OBJECTIVE » Format the rows as a JSON list of strings, starting with the line that contains "the wooden parquet" and going on through the last of the rows. Give one string per line and leave out blank lines.

>> START PROVIDED RECORDS

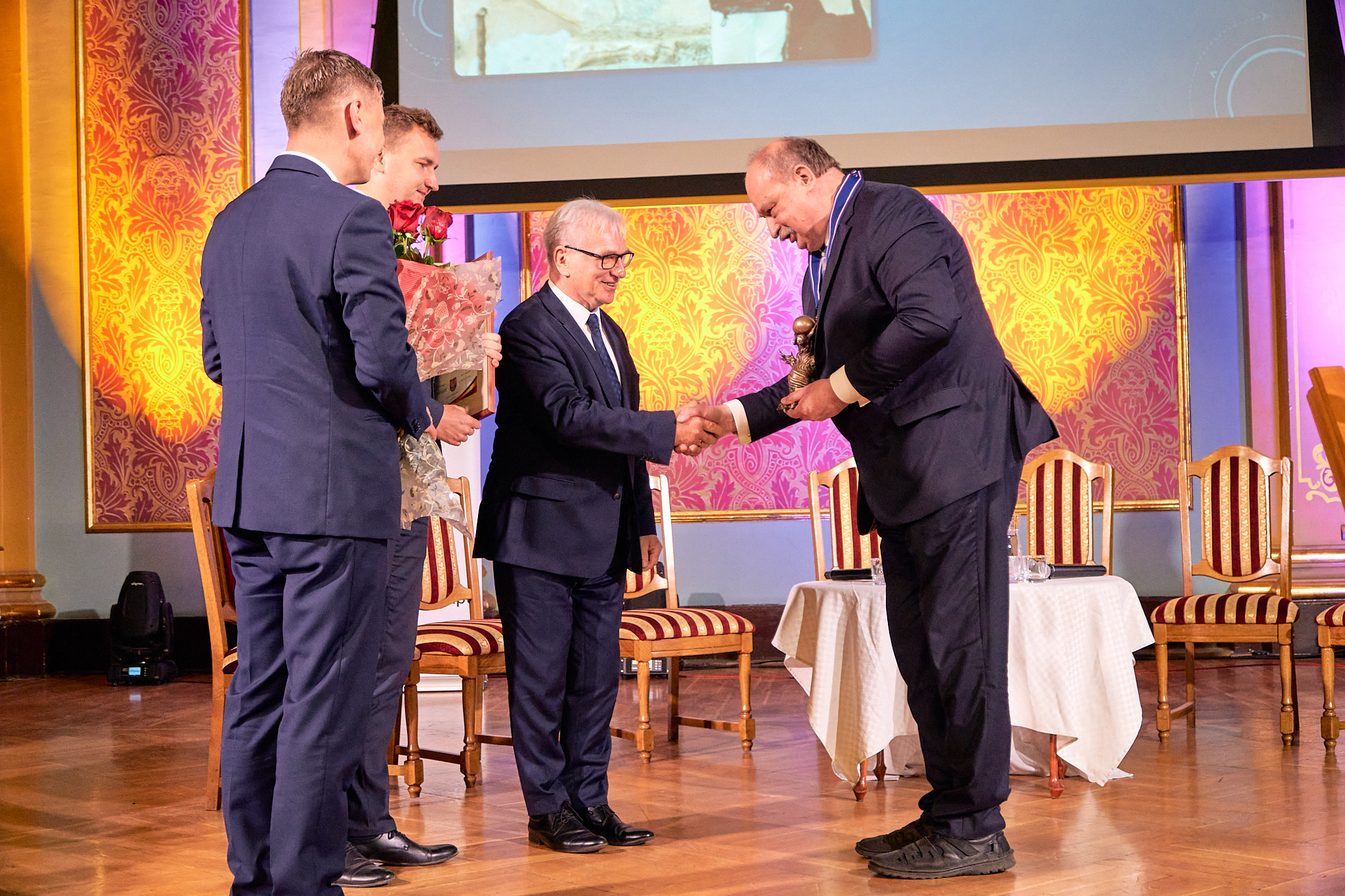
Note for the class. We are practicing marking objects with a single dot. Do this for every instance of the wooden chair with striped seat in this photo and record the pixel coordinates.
(1235, 516)
(850, 550)
(1060, 508)
(1327, 399)
(471, 648)
(218, 586)
(674, 631)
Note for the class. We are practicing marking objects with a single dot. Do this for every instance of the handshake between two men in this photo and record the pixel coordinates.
(703, 425)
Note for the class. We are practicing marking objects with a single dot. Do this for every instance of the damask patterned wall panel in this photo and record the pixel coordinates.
(1082, 288)
(163, 150)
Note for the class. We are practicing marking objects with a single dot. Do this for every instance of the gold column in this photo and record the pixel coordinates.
(20, 585)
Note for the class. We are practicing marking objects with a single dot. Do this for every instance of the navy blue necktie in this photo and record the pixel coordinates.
(600, 347)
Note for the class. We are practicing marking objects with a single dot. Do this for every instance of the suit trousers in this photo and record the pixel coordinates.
(948, 617)
(310, 620)
(369, 815)
(564, 658)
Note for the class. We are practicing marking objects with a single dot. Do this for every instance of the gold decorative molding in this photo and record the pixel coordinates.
(20, 598)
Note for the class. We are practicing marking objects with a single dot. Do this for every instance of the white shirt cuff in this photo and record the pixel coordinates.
(847, 393)
(740, 419)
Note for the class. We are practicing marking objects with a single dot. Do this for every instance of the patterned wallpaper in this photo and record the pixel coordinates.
(1080, 286)
(163, 125)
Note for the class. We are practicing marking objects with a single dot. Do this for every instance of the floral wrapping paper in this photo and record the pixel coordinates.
(426, 484)
(445, 309)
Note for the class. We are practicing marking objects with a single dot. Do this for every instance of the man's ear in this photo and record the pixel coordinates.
(354, 116)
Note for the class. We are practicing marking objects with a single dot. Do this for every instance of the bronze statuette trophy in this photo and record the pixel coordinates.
(802, 366)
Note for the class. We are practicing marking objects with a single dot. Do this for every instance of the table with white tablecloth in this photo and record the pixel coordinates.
(1071, 673)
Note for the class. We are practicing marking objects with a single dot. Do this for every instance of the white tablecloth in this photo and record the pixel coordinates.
(1071, 673)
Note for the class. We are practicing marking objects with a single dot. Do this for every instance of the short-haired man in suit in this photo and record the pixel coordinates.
(304, 327)
(405, 171)
(565, 512)
(915, 378)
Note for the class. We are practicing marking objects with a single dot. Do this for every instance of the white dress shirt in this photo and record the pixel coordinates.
(317, 161)
(581, 316)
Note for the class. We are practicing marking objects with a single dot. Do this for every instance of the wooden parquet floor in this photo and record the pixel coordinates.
(101, 793)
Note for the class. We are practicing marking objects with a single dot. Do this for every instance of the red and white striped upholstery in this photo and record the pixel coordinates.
(1235, 516)
(1225, 609)
(439, 576)
(682, 622)
(462, 637)
(1060, 512)
(645, 582)
(850, 548)
(1333, 617)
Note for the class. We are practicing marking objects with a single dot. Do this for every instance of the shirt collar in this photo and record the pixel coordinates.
(576, 310)
(317, 161)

>> END PROVIDED RECORDS

EXERCISE RESPONSE »
[
  "Note for the class. We are practicing marking objects with a single dot. Do this for every instance of the wooden parquet floor in this photo and record the pixel coordinates.",
  "(101, 793)",
  "Note for the class. We are practicing marking objects with a single dot. Do this for every instance of the red and white striped upholstery in this photo and record the pixel coordinates.",
  "(1235, 516)",
  "(1225, 609)",
  "(439, 576)",
  "(682, 622)",
  "(462, 637)",
  "(1060, 512)",
  "(645, 582)",
  "(850, 548)",
  "(1333, 617)",
  "Note for the class. We are practicing marking objects with a single dot. Do this for every instance of the shirt collar in this photo and record the pixel coordinates.",
  "(576, 310)",
  "(317, 161)"
]